PROBLEM: Convert the material into a numbered list, starting at its first line and stopping after the line that contains "184 226 L 184". Leave out any blank lines.

DATA ENTRIES:

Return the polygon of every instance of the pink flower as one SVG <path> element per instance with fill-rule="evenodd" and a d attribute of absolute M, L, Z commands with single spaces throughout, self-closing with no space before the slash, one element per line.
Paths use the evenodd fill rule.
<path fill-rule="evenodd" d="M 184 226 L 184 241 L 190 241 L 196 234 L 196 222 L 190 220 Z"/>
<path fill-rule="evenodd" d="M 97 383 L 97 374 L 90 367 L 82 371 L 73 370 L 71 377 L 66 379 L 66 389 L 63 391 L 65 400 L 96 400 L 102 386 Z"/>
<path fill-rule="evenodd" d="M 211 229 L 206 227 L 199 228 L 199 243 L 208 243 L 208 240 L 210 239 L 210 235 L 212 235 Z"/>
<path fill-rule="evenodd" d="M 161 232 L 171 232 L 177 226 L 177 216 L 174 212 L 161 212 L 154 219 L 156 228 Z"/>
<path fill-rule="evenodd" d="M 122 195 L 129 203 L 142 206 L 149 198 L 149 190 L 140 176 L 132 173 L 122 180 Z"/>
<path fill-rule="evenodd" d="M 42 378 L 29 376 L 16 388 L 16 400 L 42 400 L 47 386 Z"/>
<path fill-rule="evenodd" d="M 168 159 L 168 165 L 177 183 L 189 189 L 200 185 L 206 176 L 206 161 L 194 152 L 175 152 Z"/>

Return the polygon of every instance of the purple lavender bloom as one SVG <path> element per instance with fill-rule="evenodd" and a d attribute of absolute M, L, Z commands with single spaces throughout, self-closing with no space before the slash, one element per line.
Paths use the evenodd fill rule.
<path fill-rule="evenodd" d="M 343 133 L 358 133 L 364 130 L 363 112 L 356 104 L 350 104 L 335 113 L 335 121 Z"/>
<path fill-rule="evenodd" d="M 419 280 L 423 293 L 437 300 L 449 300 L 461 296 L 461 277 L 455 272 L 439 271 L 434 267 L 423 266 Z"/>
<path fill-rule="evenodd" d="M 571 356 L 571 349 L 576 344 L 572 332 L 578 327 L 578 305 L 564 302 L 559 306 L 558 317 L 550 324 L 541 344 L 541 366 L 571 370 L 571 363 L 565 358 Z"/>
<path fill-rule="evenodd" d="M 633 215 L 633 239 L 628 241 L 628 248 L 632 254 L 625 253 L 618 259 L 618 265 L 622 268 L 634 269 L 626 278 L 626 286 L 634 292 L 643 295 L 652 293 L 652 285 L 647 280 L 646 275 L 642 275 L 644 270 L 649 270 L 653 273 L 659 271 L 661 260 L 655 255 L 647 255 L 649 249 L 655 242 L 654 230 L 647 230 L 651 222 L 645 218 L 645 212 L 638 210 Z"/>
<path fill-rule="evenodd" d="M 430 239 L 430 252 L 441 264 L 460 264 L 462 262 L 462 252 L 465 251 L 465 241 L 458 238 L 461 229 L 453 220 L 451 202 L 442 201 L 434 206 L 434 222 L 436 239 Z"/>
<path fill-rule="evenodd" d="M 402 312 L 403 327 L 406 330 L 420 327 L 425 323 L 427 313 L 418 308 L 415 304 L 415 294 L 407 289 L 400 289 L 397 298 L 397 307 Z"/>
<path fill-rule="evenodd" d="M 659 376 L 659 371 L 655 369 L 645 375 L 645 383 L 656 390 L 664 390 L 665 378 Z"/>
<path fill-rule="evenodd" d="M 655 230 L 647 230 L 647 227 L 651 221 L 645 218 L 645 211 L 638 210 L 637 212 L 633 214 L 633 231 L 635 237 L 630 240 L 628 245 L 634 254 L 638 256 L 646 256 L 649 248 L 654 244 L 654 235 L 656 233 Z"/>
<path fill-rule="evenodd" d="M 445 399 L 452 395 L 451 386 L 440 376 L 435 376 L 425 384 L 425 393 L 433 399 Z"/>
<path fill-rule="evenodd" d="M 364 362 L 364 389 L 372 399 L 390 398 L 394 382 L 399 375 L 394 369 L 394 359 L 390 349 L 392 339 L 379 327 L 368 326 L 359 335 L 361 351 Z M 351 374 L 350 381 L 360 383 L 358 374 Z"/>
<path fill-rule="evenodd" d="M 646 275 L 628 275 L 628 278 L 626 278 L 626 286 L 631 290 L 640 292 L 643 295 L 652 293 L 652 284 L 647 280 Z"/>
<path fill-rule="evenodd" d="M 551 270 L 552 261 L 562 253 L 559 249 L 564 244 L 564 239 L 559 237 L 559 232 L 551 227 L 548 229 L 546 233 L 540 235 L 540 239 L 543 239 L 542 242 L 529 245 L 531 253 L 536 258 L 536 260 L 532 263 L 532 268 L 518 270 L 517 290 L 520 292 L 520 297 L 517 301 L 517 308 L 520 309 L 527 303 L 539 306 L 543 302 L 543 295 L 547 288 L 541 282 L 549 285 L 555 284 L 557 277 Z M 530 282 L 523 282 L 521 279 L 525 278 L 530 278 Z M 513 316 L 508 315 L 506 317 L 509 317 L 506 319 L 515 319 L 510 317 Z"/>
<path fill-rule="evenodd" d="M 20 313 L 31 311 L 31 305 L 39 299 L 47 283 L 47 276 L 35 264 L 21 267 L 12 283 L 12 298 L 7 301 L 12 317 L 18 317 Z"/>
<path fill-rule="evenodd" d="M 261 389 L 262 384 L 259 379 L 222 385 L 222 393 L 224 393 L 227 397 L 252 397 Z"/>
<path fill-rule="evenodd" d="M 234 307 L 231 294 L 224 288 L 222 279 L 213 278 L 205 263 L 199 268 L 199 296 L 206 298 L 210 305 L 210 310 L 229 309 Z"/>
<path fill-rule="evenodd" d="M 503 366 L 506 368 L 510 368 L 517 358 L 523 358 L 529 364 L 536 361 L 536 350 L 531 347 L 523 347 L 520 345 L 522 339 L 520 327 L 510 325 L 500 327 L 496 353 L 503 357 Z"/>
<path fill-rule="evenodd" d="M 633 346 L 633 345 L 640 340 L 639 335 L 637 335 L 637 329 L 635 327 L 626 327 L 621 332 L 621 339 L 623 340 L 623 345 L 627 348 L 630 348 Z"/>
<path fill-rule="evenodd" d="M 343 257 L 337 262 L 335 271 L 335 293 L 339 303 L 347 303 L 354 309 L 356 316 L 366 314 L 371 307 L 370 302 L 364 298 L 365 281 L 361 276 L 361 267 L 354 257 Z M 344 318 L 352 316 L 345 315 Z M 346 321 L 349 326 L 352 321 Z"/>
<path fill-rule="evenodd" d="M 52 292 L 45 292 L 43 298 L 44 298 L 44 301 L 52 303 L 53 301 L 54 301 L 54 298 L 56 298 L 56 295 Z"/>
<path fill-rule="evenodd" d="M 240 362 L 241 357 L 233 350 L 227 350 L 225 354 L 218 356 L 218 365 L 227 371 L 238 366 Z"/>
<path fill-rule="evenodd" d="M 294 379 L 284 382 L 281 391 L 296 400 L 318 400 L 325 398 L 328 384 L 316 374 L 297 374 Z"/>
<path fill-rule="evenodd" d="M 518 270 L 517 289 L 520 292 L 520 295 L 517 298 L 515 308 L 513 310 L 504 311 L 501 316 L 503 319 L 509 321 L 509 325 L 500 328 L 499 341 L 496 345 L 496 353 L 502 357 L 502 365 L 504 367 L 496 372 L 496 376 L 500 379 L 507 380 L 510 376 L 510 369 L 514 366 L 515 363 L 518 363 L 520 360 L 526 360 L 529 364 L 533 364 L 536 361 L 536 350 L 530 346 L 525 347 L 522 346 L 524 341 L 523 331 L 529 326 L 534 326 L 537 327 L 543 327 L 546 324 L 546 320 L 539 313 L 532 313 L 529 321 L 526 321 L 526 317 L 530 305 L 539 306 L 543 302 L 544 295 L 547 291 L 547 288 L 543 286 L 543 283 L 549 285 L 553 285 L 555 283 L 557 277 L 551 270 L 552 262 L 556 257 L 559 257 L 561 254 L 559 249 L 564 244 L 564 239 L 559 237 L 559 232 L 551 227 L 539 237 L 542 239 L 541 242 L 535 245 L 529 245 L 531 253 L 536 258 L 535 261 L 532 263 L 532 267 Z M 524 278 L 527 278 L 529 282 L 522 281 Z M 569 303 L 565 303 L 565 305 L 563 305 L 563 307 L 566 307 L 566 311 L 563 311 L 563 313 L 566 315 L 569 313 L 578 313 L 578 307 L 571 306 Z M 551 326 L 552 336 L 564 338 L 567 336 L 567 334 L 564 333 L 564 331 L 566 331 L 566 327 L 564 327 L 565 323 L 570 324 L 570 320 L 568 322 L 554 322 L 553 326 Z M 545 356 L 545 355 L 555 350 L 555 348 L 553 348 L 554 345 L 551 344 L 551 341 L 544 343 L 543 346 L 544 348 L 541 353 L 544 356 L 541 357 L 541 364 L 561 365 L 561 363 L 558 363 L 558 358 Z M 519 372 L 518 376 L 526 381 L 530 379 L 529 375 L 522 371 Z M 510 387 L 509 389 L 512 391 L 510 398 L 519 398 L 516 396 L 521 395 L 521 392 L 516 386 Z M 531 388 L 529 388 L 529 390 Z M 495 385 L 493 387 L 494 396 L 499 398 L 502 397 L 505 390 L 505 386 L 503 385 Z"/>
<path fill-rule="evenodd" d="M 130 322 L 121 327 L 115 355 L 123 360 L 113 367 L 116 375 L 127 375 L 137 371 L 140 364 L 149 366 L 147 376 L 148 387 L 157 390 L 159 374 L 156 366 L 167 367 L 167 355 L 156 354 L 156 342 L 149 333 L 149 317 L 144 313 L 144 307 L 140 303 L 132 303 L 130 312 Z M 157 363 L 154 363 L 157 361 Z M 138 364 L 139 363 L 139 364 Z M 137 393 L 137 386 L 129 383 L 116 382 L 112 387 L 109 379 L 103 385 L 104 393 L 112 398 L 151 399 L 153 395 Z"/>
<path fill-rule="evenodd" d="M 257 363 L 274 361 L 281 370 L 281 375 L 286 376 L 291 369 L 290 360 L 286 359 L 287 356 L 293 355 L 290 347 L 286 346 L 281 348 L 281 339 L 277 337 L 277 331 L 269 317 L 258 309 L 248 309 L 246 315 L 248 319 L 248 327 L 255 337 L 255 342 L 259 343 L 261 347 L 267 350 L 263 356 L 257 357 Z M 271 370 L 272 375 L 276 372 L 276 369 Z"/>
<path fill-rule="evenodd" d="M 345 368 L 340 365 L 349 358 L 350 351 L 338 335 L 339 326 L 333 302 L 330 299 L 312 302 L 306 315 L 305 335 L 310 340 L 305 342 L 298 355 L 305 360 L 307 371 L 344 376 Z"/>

FINAL RESULT:
1. Return the polygon of every instance of the pink flower as one SVG <path> element per instance with fill-rule="evenodd" and a d attribute of absolute M, L, Z commands with single spaces throughout, self-closing with no space before the slash, one element per line.
2. Paths use the evenodd fill rule.
3. <path fill-rule="evenodd" d="M 184 226 L 184 241 L 190 241 L 196 234 L 196 222 L 190 220 Z"/>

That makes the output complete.